[Excerpts of location labeling data]
=-=-=-=-=
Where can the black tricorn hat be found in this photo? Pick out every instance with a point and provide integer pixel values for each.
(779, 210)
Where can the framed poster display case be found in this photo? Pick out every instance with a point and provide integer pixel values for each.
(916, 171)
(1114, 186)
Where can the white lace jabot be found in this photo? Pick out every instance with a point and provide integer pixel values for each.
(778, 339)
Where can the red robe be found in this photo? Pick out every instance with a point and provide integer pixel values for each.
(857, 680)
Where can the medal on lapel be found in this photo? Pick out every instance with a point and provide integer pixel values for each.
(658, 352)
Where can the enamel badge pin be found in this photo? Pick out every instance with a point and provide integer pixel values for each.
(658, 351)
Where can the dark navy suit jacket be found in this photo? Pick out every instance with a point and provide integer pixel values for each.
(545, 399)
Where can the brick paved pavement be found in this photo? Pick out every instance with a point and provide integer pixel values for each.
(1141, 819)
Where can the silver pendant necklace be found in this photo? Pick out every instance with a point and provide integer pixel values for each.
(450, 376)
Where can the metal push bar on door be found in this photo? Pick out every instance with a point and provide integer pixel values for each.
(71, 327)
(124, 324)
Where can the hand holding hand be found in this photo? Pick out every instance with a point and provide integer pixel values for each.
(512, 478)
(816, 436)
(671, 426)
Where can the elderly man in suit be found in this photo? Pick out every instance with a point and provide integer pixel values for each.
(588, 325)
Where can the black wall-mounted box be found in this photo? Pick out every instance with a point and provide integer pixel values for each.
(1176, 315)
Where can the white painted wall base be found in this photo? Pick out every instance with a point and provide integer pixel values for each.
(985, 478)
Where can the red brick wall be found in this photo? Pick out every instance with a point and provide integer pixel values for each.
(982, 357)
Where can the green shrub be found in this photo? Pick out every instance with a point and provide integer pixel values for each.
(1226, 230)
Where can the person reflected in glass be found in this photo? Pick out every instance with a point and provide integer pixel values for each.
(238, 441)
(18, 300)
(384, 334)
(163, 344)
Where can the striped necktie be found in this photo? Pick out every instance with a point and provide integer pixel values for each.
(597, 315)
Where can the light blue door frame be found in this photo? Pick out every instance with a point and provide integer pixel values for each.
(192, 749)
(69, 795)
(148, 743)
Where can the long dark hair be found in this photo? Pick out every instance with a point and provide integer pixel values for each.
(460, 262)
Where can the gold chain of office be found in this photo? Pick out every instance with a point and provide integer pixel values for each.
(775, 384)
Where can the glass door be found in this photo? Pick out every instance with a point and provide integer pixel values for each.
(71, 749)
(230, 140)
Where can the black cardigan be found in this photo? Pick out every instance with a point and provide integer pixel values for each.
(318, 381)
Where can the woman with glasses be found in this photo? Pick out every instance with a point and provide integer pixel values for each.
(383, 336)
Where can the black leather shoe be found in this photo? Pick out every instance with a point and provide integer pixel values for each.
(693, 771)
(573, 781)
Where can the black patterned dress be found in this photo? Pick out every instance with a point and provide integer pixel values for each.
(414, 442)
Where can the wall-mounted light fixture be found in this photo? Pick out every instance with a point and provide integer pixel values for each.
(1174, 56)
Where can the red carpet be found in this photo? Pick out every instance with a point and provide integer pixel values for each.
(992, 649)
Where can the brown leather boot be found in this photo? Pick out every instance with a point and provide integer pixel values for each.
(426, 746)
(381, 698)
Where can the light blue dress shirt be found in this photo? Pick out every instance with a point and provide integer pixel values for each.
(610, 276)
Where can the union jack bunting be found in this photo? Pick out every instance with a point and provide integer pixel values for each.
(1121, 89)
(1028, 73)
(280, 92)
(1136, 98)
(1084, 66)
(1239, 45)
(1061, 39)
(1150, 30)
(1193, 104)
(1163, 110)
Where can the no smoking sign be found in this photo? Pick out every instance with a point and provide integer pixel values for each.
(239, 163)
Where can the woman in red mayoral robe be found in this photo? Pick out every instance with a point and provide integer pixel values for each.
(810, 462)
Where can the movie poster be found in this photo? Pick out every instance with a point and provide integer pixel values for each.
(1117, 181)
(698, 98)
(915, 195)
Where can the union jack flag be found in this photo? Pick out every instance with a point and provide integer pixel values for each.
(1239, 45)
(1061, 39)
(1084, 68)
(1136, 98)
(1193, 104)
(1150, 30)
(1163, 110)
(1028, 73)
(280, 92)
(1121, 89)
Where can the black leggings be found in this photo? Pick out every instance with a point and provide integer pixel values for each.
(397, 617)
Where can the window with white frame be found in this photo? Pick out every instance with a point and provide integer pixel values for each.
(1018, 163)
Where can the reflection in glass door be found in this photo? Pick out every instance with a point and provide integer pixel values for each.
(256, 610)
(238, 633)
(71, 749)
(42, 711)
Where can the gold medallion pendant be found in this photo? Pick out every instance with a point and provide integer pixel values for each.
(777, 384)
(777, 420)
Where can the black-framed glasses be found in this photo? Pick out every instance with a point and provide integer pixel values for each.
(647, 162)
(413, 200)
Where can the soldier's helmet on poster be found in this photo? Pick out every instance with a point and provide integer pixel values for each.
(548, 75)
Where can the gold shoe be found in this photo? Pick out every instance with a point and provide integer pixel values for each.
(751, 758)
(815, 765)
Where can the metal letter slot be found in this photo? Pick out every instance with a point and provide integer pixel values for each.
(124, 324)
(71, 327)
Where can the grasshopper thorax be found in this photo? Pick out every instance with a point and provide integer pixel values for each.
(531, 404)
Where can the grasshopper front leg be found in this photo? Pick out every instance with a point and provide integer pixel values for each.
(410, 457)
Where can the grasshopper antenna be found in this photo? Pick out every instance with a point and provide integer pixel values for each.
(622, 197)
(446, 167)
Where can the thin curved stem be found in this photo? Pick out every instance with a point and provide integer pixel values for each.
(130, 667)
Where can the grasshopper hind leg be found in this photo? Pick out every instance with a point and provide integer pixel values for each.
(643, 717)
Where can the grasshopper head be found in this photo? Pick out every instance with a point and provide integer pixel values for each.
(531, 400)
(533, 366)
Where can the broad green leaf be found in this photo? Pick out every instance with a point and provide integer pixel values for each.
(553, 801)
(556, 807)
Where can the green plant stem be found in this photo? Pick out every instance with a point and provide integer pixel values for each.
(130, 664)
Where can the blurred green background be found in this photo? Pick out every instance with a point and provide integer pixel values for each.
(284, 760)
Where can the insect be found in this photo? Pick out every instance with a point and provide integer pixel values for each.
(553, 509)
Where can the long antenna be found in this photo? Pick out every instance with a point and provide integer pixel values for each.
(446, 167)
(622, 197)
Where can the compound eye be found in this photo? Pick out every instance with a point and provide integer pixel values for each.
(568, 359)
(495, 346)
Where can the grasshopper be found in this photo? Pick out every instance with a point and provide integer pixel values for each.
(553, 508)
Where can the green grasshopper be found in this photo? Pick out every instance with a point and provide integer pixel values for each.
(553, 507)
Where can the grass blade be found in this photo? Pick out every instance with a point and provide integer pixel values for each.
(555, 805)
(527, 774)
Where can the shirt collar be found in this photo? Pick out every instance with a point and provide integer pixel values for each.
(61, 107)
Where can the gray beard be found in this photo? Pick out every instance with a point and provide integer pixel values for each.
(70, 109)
=-=-=-=-=
#### Brief:
Print only the lines from the one with "Where can the insect" to the end of the records, both included.

#### Task answer:
Where can the insect be found in this photo? Pick out every instance with a point and provide integer pixel values for each.
(553, 509)
Where can the long antenna be found in this photo? Pick out every instance with a point and provide integer pixel values for each.
(446, 167)
(622, 197)
Where can the compound eye be found in this photo? Pick out every instance with a point and provide integer pixel values for each.
(568, 359)
(495, 346)
Where can the grasshopper be found in this photo? Pick out every instance with a point and provide integer pixel values for each.
(553, 508)
Where can the green grasshopper be found in this photo? Pick out every instance with a point and provide integer pixel values for each.
(553, 507)
Where can the grass blade be found in this photo? Pick out every instance with a point and provide integer pixel values for each.
(555, 805)
(527, 774)
Where can the shirt collar be found in this photo? Pick out every instance with a point and provide integer pixel values for each.
(61, 107)
Where can the gray beard be found in this photo? Pick out every instance with a point and provide integer pixel values for each.
(70, 109)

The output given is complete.